• EXERCISE TASK: Return the full listing exactly as it is written.

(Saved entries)
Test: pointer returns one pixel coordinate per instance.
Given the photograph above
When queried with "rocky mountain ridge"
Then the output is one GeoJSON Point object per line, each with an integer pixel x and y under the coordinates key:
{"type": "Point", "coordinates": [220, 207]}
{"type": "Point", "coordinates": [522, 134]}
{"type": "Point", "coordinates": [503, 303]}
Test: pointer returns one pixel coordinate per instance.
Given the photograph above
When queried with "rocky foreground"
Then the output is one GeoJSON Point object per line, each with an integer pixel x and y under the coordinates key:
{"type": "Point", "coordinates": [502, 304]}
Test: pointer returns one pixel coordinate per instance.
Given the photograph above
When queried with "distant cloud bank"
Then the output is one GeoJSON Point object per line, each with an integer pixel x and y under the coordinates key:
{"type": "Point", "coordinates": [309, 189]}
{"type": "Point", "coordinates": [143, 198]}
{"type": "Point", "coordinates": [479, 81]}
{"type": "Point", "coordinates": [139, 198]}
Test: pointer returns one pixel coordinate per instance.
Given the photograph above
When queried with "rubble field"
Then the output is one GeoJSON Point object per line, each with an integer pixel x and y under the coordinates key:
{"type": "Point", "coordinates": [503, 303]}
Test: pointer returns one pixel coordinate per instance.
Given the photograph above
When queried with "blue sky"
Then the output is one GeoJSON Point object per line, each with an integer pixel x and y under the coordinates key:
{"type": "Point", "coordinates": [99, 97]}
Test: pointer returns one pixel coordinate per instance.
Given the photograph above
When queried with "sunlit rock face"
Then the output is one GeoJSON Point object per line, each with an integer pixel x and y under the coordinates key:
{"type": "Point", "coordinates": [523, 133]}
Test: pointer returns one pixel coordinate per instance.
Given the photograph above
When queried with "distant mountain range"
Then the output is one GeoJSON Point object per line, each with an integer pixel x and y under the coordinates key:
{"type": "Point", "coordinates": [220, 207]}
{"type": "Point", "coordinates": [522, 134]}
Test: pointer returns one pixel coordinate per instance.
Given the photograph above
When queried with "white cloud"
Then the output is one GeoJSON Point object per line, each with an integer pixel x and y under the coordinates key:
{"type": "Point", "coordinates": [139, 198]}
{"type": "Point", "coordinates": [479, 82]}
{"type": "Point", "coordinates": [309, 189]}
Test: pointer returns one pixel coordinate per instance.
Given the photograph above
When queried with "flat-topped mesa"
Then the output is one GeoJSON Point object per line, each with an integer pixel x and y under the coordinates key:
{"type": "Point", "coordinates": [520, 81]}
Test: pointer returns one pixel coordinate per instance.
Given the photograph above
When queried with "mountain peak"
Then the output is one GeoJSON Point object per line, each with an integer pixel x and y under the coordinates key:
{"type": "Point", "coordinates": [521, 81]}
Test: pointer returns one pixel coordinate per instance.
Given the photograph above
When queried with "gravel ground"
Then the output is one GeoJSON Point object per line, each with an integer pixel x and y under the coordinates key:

• FINAL RESULT:
Test: pointer returns one pixel coordinate per instance.
Given the photograph above
When queried with "rocky mountain ridge"
Then the output is one GeoJSON Point object per line, each with an integer pixel x and y under the coordinates key:
{"type": "Point", "coordinates": [220, 207]}
{"type": "Point", "coordinates": [522, 134]}
{"type": "Point", "coordinates": [503, 303]}
Test: pointer returns one pixel coordinate per instance.
Given the photograph above
When queried with "rocky foreground"
Then the output is one GeoJSON Point object per line, each with an integer pixel x and y under the coordinates key:
{"type": "Point", "coordinates": [502, 304]}
Test: pointer returns one pixel coordinate per instance.
Given the photograph above
When queried with "distant cloud bank"
Then the output is one GeoJSON Point object per line, each with an integer pixel x and y under the coordinates key:
{"type": "Point", "coordinates": [309, 189]}
{"type": "Point", "coordinates": [143, 198]}
{"type": "Point", "coordinates": [479, 81]}
{"type": "Point", "coordinates": [139, 198]}
Test: pointer returns one pixel coordinate per instance.
Given the photograph above
When queried with "rubble field"
Then the output is one GeoJSON Point object per line, each with an integer pixel x and y under the coordinates key:
{"type": "Point", "coordinates": [503, 303]}
Test: pointer returns one pixel coordinate per instance.
Given the photograph above
When queried with "blue sky"
Then the output is one GeoJSON Point object per line, each with an integer pixel x and y under the coordinates key:
{"type": "Point", "coordinates": [99, 97]}
Test: pointer returns one pixel coordinate per instance.
Given the photograph above
When queried with "sunlit rock face"
Then the output is one GeoJSON Point object per line, each with an integer pixel x and y under the coordinates key:
{"type": "Point", "coordinates": [523, 133]}
Test: pointer returns one pixel coordinate per instance.
Given the photograph above
When queried with "distant mountain range"
Then the output is one GeoJSON Point object per line, each with an integer pixel x and y under the coordinates key:
{"type": "Point", "coordinates": [220, 207]}
{"type": "Point", "coordinates": [522, 134]}
Test: pointer returns one pixel coordinate per instance.
Given the photograph above
When queried with "white cloud"
Then the output is one GeoJSON Point object per line, each with an integer pixel x and y under the coordinates key:
{"type": "Point", "coordinates": [139, 198]}
{"type": "Point", "coordinates": [479, 82]}
{"type": "Point", "coordinates": [309, 189]}
Test: pointer returns one pixel coordinate per instance.
Given the photograph above
When queried with "flat-topped mesa"
Then the output is one GeoJSON Point object per line, each with an integer pixel x and y under the coordinates key:
{"type": "Point", "coordinates": [520, 81]}
Test: pointer returns one pixel coordinate per instance.
Given the photograph above
When queried with "mountain peak"
Then the output is one GeoJSON Point object per line, each with an integer pixel x and y under the coordinates key:
{"type": "Point", "coordinates": [521, 81]}
Test: pointer returns one pixel coordinate per instance.
Given the photograph above
When queried with "gravel ground"
Then the output is one GeoJSON Point object per line, each with an integer pixel x and y under the coordinates key:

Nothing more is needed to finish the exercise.